Natural-language object grounding data:
=== Section Start ===
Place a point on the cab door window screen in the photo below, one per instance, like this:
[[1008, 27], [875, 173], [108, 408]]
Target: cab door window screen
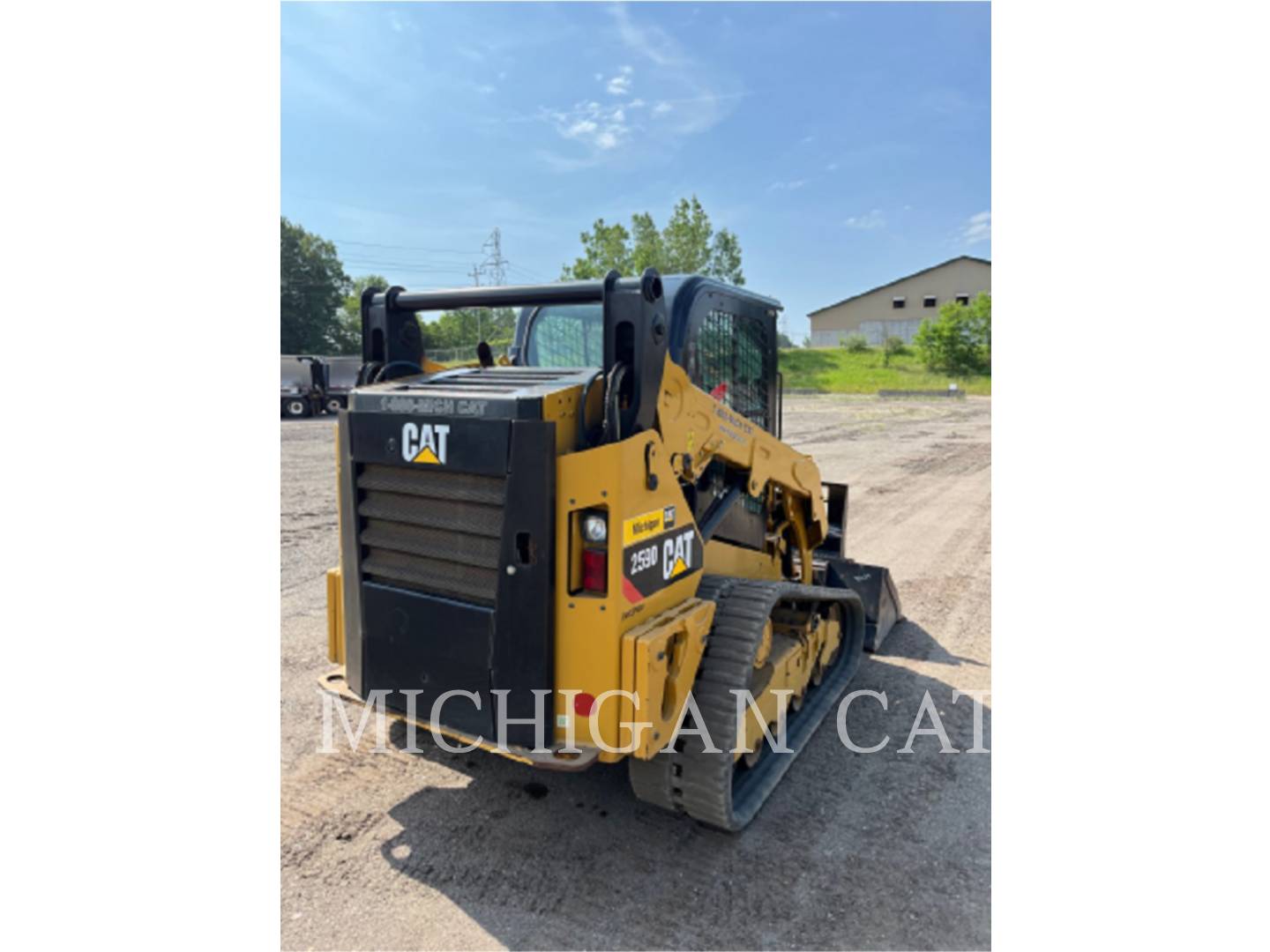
[[566, 335], [732, 365]]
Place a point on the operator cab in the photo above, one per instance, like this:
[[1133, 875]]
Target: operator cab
[[721, 335]]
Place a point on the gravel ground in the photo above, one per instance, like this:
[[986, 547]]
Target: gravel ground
[[882, 851]]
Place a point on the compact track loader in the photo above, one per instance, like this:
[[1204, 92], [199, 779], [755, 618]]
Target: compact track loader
[[602, 531]]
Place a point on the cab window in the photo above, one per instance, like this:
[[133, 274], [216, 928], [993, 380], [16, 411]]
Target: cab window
[[566, 335]]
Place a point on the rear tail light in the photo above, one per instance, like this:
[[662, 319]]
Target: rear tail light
[[594, 570]]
=== Section End ===
:: What is expected ::
The lines needed run from the first line of the records through the line containing "[[986, 547]]", both included. Restate them word for word, without pictures.

:: Exercise result ::
Place a point on the cab door window screen in the photo below, one per instance, like this:
[[1008, 27], [875, 173], [108, 408]]
Target: cab door window screen
[[566, 335], [732, 365]]
Place a point on the operator cab in the photo above, one per instance, like this:
[[1133, 875]]
Target: operator cab
[[721, 335]]
Place a point on the gravel ground in the photo above, one per instance, like this:
[[986, 547]]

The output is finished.